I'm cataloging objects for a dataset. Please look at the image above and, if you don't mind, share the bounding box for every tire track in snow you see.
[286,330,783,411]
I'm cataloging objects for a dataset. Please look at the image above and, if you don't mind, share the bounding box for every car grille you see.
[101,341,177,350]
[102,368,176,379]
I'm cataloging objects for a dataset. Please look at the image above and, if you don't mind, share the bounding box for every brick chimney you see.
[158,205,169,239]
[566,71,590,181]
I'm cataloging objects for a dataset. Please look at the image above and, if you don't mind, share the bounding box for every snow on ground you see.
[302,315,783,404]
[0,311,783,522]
○ ○ ○ ○
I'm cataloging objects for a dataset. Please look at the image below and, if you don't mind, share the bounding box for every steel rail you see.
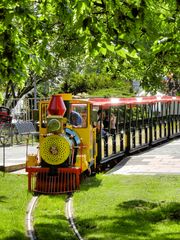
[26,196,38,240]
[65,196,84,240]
○ ○ ○ ○
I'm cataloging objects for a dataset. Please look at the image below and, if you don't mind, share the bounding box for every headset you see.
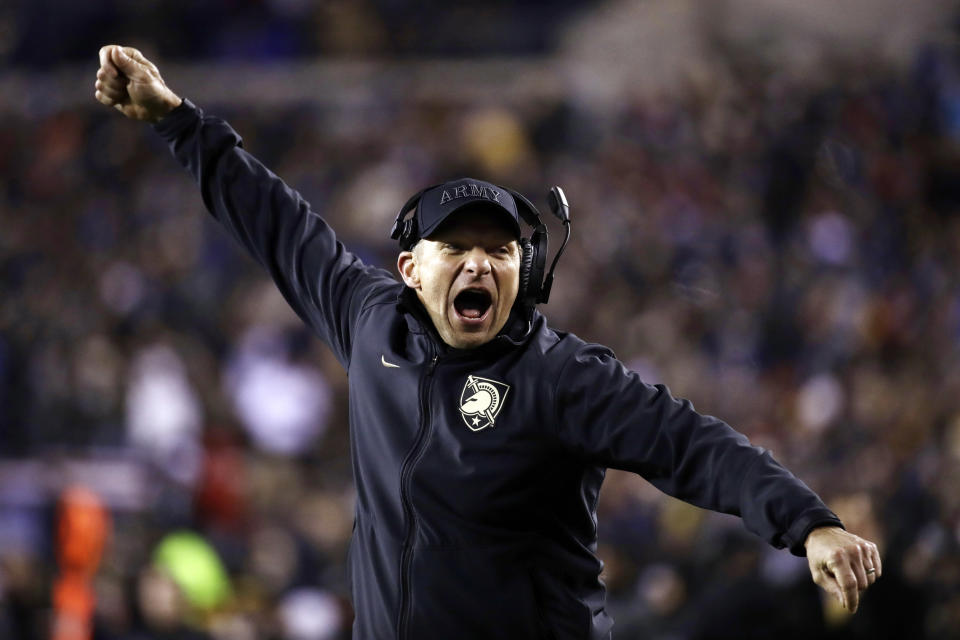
○ ○ ○ ○
**THE REQUEST:**
Show each line of the records above that contains the word "every".

**SOLVED EXERCISE:**
I'm cataloging objects for a dataset. Please look at the image above and, if you don't mind, share the bounding box for every tire track in snow you see.
I'm cataloging objects for a dataset. Please look at the image above and, if you don't mind, share the bounding box for every car grille you see.
I'm cataloging objects for a dataset. Please look at the image above and, if you don't mind, share the bounding box for every brick chimney you see.
I'm cataloging objects for a dataset. Please look at the image above and, if you don't mind, share the bounding box for every snow on ground you see.
I'm cataloging objects for a dataset. Please look at the image below and, if you don't mind, share the bounding box for every steel rail you see.
I'm cataloging objects for a dataset. Please look at the image below and, if you don't mind, share the bounding box for every headset you see.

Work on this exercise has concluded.